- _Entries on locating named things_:
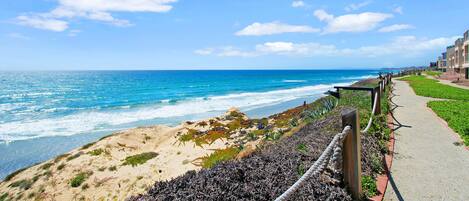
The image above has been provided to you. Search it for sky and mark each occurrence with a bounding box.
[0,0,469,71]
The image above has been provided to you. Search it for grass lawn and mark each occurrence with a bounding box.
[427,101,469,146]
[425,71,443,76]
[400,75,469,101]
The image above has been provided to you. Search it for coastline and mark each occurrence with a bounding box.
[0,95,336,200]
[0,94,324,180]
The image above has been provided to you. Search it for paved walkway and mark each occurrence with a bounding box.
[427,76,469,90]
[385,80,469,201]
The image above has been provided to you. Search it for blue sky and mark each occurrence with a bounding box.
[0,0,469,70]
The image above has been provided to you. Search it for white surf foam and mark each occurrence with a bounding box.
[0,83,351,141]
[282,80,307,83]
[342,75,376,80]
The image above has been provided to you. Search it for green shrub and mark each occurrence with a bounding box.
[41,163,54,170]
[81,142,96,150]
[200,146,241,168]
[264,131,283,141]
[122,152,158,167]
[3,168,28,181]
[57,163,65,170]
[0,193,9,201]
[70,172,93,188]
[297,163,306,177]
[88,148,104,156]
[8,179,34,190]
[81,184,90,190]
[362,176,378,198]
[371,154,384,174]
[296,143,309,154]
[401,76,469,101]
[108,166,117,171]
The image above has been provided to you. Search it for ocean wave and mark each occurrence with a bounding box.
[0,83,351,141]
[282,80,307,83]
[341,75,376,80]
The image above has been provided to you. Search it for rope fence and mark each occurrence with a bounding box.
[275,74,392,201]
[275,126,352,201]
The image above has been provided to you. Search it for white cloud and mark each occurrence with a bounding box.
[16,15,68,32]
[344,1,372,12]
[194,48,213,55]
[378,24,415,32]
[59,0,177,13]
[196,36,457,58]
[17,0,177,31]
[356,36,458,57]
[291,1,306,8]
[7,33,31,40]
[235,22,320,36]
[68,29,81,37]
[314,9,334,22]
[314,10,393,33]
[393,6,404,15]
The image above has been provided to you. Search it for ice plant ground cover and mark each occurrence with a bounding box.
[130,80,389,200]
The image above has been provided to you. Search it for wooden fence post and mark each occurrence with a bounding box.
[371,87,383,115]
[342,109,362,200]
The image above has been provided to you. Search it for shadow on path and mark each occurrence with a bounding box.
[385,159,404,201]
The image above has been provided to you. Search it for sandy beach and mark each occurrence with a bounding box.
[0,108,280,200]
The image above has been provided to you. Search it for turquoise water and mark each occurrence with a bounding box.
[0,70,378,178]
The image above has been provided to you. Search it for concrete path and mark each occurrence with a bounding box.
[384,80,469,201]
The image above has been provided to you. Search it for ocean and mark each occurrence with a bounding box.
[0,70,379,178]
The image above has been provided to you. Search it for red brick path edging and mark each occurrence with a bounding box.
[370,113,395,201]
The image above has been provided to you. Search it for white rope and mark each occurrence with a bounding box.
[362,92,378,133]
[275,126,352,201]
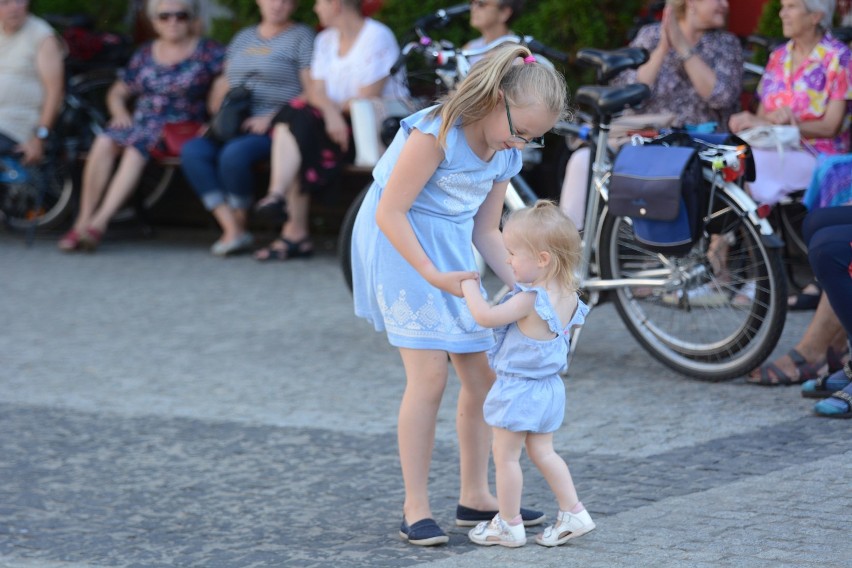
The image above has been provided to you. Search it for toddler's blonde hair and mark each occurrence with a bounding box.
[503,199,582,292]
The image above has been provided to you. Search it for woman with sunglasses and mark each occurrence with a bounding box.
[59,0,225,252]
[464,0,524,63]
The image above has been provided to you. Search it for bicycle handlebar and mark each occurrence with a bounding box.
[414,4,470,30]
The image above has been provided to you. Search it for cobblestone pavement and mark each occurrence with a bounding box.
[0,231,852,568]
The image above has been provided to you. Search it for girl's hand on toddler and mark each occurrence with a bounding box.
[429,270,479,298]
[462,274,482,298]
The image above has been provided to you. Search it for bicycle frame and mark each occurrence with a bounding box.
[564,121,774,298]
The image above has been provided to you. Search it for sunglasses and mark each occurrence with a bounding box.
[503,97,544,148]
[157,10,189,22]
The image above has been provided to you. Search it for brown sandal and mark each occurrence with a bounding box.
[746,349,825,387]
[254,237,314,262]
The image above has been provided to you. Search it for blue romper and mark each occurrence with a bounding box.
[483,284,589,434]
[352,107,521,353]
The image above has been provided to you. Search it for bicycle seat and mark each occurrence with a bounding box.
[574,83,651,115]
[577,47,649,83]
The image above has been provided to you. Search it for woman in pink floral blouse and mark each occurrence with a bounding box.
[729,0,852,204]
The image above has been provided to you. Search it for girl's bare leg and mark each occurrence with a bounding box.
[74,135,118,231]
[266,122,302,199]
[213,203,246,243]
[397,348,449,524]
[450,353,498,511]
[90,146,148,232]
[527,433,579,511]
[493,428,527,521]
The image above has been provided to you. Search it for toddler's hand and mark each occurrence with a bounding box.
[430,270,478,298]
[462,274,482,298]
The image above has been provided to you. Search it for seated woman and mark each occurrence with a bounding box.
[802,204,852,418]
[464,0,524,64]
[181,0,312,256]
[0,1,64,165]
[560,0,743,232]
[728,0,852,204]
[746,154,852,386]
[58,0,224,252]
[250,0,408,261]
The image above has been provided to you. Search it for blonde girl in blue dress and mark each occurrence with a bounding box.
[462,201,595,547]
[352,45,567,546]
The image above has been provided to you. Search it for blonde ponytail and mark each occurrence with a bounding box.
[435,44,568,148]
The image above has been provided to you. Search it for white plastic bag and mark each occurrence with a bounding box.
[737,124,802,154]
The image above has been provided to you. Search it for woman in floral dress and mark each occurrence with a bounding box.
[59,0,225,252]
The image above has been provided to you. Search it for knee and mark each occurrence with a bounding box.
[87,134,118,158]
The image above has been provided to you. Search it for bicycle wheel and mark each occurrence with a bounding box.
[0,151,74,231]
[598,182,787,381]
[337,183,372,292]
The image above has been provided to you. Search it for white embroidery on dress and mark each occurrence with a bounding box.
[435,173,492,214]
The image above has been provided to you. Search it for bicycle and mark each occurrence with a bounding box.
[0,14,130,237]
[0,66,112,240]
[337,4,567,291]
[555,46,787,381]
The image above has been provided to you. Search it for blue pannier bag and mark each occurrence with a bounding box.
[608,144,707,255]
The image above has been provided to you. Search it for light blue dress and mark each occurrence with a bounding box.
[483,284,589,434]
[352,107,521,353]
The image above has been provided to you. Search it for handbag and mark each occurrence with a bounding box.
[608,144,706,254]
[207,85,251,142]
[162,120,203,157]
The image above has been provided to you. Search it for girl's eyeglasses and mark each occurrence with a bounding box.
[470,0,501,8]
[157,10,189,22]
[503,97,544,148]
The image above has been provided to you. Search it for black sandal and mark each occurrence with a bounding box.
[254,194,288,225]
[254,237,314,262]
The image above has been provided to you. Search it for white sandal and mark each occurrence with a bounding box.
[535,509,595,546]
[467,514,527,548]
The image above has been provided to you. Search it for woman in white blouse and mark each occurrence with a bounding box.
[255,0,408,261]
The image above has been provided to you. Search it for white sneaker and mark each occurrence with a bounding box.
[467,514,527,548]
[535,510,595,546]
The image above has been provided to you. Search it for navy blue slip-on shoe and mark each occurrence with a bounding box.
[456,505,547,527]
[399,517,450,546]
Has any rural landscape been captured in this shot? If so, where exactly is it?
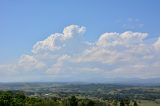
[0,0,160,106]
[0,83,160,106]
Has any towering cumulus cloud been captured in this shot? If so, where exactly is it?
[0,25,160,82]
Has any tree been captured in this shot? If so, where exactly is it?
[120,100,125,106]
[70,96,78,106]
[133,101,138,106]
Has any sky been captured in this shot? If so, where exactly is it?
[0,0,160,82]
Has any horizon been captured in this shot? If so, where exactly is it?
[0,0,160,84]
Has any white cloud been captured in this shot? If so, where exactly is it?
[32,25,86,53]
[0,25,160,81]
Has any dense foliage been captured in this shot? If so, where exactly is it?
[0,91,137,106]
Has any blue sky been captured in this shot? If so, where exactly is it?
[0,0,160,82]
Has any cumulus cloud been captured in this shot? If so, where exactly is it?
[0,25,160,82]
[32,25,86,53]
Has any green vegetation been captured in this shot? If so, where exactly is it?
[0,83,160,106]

- _Instructions for the task_: Repeat verbatim the items in the stretch from the line containing "it for cobblestone" through the line containing "[729,0,852,204]".

- _Answer to this exercise_:
The image above has been provided to you. Search it for cobblestone pavement and mark each occurrence with a bounding box.
[0,231,852,568]
The image above has been provided to you. Search it for girl's hand on toddler and mark each occurrence with a bounding box.
[429,270,479,298]
[462,274,482,298]
The image above has been provided to you. Search it for bicycle frame and mark each occurrence with a bounding box.
[564,121,774,298]
The image above has been provided to you. Search it for sunglasses and mark each occurrence with a bounding box.
[503,97,544,148]
[157,10,189,22]
The image above has been provided to you. Search it for brown sandal and mark each occurrence with a bounding box.
[746,349,825,387]
[254,237,314,262]
The image above has been provided to you. Search it for blue romper and mark each occurrence with a bounding box.
[483,284,589,434]
[352,107,521,353]
The image above has been provided to you. Search it for bicycle seat and mark each occurrence with a bounding box.
[574,83,651,115]
[577,47,649,83]
The image above has been provided to you. Search it for woman in pink floral blouse and mark each occurrence with a bounding box.
[729,0,852,204]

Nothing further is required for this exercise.